**Supplied data:**
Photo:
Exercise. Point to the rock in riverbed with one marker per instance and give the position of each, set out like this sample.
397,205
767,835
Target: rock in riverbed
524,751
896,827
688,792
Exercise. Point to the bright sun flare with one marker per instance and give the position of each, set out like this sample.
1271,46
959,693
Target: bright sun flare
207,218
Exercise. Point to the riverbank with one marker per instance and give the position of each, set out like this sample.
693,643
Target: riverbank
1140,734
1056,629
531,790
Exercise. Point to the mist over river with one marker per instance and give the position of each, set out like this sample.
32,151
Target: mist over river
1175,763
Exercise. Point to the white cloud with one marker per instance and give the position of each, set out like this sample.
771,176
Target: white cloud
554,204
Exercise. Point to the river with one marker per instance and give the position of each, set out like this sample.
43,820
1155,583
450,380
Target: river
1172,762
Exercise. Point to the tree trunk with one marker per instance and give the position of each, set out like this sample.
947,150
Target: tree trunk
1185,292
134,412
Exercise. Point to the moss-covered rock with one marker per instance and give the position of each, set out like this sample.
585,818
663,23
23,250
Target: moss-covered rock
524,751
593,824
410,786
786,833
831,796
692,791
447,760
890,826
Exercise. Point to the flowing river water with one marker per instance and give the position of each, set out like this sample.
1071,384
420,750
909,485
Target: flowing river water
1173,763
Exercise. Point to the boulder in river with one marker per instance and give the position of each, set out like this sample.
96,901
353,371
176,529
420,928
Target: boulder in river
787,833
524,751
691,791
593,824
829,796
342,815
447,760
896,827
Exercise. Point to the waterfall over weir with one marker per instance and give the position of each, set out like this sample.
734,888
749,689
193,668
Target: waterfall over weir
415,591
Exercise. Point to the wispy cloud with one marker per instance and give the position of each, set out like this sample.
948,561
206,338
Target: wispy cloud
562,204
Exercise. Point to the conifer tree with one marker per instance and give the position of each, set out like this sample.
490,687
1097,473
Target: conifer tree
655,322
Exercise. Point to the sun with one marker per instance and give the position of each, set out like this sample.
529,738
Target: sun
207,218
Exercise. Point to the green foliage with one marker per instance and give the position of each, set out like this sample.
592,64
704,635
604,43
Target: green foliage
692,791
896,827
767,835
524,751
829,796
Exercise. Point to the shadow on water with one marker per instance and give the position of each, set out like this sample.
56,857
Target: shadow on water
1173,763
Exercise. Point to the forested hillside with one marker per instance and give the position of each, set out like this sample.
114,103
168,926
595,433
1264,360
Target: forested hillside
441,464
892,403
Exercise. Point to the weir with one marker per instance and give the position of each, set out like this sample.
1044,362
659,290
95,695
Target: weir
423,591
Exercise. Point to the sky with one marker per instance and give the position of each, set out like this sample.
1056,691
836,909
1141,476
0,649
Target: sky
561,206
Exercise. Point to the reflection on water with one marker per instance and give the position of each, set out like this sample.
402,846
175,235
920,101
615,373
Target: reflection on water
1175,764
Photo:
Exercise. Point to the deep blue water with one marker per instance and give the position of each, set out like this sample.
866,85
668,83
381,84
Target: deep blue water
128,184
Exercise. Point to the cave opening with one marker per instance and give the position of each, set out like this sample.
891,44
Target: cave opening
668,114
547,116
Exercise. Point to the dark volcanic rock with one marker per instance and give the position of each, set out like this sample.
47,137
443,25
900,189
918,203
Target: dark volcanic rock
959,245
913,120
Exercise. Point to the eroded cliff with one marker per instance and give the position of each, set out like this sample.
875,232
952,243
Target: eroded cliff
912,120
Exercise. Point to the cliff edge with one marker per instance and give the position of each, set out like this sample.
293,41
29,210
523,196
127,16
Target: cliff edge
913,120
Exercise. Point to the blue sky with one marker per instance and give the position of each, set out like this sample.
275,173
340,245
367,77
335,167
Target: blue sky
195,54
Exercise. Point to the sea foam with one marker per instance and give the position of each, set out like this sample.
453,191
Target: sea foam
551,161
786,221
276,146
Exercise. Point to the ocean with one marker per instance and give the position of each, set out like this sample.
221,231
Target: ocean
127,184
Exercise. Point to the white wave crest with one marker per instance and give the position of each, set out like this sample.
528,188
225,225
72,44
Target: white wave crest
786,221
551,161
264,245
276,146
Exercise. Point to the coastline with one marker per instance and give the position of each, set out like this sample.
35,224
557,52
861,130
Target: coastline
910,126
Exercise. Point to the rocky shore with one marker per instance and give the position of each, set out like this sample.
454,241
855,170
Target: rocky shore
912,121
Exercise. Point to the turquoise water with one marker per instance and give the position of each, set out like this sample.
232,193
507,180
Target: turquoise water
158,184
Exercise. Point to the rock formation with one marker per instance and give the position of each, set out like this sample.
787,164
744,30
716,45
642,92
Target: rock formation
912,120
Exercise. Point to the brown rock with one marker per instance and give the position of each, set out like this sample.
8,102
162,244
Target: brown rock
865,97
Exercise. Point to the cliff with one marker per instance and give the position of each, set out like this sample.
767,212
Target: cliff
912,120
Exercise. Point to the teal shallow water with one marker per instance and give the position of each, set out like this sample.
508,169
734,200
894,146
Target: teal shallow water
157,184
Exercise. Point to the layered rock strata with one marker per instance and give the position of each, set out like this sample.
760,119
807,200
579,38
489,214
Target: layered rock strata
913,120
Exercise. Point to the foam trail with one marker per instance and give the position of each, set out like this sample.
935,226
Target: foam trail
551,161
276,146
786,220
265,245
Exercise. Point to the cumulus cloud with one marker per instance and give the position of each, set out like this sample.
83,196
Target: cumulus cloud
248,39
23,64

**Instructions to follow:** Please quote exactly the lines from the one containing "Exercise. Point to the layered" through the last line of the records above, both included, and nothing else.

**Answer for the task:**
Exercise. Point to the layered rock strata with one marker per instance and give the position of each, set out like this sample.
760,119
807,200
579,38
489,214
Target: layered rock strata
913,120
Exercise. Point to the foam trail with one marker per instance and give the position of each, set out like this sample.
935,226
Target: foam trail
551,161
276,146
786,220
265,245
Exercise. Point to the cumulus cloud with one marker per instance and give the position of each, set out like this sample.
83,196
Target: cumulus cloud
248,39
23,64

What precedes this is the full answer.